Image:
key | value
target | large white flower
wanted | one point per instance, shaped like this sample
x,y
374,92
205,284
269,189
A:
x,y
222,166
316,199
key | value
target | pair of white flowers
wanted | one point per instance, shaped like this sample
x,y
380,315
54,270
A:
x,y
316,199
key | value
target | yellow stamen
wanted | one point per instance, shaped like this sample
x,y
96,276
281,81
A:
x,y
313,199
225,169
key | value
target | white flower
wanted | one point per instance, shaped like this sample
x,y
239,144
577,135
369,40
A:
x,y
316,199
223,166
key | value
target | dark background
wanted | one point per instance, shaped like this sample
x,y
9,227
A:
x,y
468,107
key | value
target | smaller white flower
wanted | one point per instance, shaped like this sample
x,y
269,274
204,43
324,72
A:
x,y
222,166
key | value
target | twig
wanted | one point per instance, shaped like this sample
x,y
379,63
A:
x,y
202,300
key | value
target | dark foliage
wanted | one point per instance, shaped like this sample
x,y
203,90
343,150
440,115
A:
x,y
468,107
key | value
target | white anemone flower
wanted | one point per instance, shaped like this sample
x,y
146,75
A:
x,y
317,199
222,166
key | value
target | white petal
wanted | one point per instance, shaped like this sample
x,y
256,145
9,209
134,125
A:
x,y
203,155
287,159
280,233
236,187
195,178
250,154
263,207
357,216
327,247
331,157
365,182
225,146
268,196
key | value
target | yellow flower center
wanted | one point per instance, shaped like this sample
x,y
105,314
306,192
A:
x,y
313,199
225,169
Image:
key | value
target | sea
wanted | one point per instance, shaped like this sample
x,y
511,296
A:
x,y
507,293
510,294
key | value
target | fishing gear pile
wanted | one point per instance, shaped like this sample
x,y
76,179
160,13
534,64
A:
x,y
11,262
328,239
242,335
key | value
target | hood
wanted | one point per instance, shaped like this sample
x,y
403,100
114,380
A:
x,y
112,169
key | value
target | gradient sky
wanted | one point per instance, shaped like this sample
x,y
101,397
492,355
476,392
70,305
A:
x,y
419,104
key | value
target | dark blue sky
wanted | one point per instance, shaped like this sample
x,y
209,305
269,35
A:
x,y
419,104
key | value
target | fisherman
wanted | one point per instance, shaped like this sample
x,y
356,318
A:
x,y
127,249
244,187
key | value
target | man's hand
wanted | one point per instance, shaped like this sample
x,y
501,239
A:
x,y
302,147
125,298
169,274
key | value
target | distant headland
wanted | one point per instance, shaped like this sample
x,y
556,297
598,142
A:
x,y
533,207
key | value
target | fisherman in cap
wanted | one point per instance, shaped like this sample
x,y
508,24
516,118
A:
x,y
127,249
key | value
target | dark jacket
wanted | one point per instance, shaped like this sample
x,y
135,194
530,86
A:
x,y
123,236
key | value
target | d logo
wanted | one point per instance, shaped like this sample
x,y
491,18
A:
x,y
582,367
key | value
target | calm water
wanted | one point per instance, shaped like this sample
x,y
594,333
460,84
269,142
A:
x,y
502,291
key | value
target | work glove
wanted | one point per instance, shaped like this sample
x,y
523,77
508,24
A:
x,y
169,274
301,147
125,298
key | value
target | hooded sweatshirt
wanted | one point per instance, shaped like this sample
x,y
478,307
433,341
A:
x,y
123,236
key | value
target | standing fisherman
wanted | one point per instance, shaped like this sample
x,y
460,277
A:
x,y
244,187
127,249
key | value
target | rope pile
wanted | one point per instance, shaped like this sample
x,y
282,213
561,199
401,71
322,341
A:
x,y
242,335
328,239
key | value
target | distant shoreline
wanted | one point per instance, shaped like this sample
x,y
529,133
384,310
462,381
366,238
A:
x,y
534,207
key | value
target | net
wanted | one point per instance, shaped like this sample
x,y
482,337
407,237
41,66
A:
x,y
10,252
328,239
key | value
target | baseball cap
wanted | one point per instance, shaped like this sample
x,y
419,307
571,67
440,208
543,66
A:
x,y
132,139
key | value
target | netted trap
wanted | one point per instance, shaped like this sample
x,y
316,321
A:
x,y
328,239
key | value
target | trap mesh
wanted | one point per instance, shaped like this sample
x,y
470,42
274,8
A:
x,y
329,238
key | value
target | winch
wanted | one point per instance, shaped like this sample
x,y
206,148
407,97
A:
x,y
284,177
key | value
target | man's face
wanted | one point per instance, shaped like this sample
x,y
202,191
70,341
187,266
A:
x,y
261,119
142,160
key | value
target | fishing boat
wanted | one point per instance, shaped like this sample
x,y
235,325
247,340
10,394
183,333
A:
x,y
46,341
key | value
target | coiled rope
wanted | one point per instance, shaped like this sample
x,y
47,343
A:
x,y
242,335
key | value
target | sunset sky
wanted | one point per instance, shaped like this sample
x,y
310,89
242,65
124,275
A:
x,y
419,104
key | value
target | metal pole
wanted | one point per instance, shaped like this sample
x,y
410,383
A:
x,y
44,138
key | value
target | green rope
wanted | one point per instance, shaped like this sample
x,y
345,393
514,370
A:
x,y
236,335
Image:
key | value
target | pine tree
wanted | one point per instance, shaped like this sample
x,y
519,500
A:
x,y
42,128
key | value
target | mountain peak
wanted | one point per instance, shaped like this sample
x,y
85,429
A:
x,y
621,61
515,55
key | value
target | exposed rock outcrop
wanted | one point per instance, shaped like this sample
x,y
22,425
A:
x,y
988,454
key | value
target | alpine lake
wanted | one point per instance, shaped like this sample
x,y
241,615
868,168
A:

- _WHAT IS EXPECTED_: Each line of the material above must be retyped precisely.

- _EXERCISE RESULT_:
Image:
key | value
target | large white flower
wanted | one point per instance, shaped like this sample
x,y
374,92
205,284
269,189
A:
x,y
222,166
316,199
key | value
target | pair of white flowers
wanted | one point per instance, shaped like this sample
x,y
380,315
54,270
A:
x,y
316,199
key | value
target | yellow stamen
wanted | one point per instance, shaped like this sample
x,y
96,276
281,81
A:
x,y
313,199
225,169
key | value
target | white flower
wanted | one point per instance, shaped like this sample
x,y
239,144
577,135
369,40
A:
x,y
316,199
223,166
key | value
target | dark background
wanted | one point per instance, shaped like this sample
x,y
9,227
A:
x,y
468,107
key | value
target | smaller white flower
wanted | one point per instance, shaped like this sample
x,y
269,274
204,43
324,72
A:
x,y
222,166
key | value
target | twig
wanted | one point per instance, shaped like this sample
x,y
379,63
A:
x,y
202,300
key | value
target | dark foliage
wanted | one point per instance, shaped like this sample
x,y
203,90
343,150
440,115
A:
x,y
468,107
key | value
target | white anemone flower
wanted | one point per instance, shaped like this sample
x,y
146,75
A:
x,y
317,199
222,166
key | value
target | white petal
wanted | one point per instance, shaped like this sample
x,y
256,145
9,209
134,125
A:
x,y
203,155
287,159
280,233
236,187
195,178
250,154
263,207
357,216
327,247
331,157
365,182
225,146
268,196
key | value
target | yellow flower center
wanted | one point per instance, shaped like this sample
x,y
105,314
306,192
A:
x,y
313,199
225,169
Image:
key | value
target | sea
wanted | one point per instance, shaped like this sample
x,y
511,296
A:
x,y
507,293
510,294
key | value
target | fishing gear pile
wanted | one point per instance, shaped like this sample
x,y
76,179
160,13
534,64
A:
x,y
11,262
328,239
242,335
key | value
target | hood
wanted | one point per instance, shaped like this sample
x,y
403,100
114,380
A:
x,y
112,169
key | value
target | gradient sky
wanted | one point per instance, shaped like this sample
x,y
101,397
492,355
476,392
70,305
A:
x,y
419,104
key | value
target | dark blue sky
wanted | one point per instance, shaped like this sample
x,y
209,305
269,35
A:
x,y
419,104
key | value
target | fisherman
wanted | one point per instance, shaped like this sample
x,y
356,318
A:
x,y
127,249
244,187
key | value
target | man's hand
wanted | one point per instance, shaped like this sample
x,y
501,239
A:
x,y
302,147
125,298
169,274
key | value
target | distant headland
wanted | one point per instance, shaped like this sample
x,y
556,297
598,142
A:
x,y
533,207
key | value
target | fisherman in cap
wanted | one point per instance, shaped like this sample
x,y
508,24
516,118
A:
x,y
127,249
key | value
target | dark jacket
wanted | one point per instance, shaped like this sample
x,y
135,194
530,86
A:
x,y
123,236
key | value
target | d logo
wanted | one point per instance, shaped like this sample
x,y
491,18
A:
x,y
582,367
key | value
target | calm water
wanted | one point per instance, shaped like this sample
x,y
594,333
460,84
269,142
A:
x,y
502,291
key | value
target | work glove
wanted | one point per instance, shaped like this sample
x,y
523,77
508,24
A:
x,y
169,274
301,147
125,298
key | value
target | hooded sweatshirt
wanted | one point per instance, shaped like this sample
x,y
478,307
433,341
A:
x,y
123,236
key | value
target | standing fisherman
wanted | one point per instance, shaped like this sample
x,y
460,277
A:
x,y
244,187
127,249
key | value
target | rope pile
wanted | one point per instance, shaped like this sample
x,y
282,213
561,199
401,71
322,341
A:
x,y
242,335
328,239
key | value
target | distant shoreline
wanted | one point per instance, shaped like this sample
x,y
529,133
384,310
462,381
366,238
A:
x,y
534,207
key | value
target | net
wanted | one point per instance, shaped like this sample
x,y
482,337
407,237
41,66
A:
x,y
10,252
328,239
key | value
target | baseball cap
wanted | one point per instance, shaped like this sample
x,y
419,307
571,67
440,208
543,66
A:
x,y
132,139
key | value
target | netted trap
wanted | one point per instance, shaped like this sample
x,y
316,321
A:
x,y
328,239
key | value
target | trap mesh
wanted | one point per instance, shaped like this sample
x,y
470,42
274,8
A:
x,y
329,238
key | value
target | winch
wanted | one point per instance, shaped like this sample
x,y
206,148
407,97
A:
x,y
284,177
key | value
target | man's face
wanted | one point per instance, shaped like this sample
x,y
202,191
70,341
187,266
A:
x,y
261,119
142,160
key | value
target | fishing boat
wanted | one point per instance, shaped like this sample
x,y
235,325
247,340
10,394
183,333
A:
x,y
46,341
key | value
target | coiled rope
wanted | one point per instance, shaped like this sample
x,y
47,343
A:
x,y
242,335
key | value
target | sunset sky
wanted | one point per instance, shaped like this sample
x,y
310,89
242,65
124,275
A:
x,y
419,104
key | value
target | metal pole
wanted | one point per instance, shaped like this sample
x,y
410,383
A:
x,y
44,138
key | value
target | green rope
wanted | one point per instance, shaped like this sample
x,y
345,393
514,370
A:
x,y
236,335
Image:
key | value
target | pine tree
wanted | one point per instance, shaped like this sample
x,y
519,500
A:
x,y
42,128
key | value
target | mountain peak
wanted | one point per instance, shaped like this sample
x,y
85,429
A:
x,y
621,61
515,55
key | value
target | exposed rock outcrop
wanted | one point per instance, shaped like this sample
x,y
22,425
A:
x,y
988,454
key | value
target | alpine lake
wanted | one point per instance, shaped like this sample
x,y
241,615
868,168
A:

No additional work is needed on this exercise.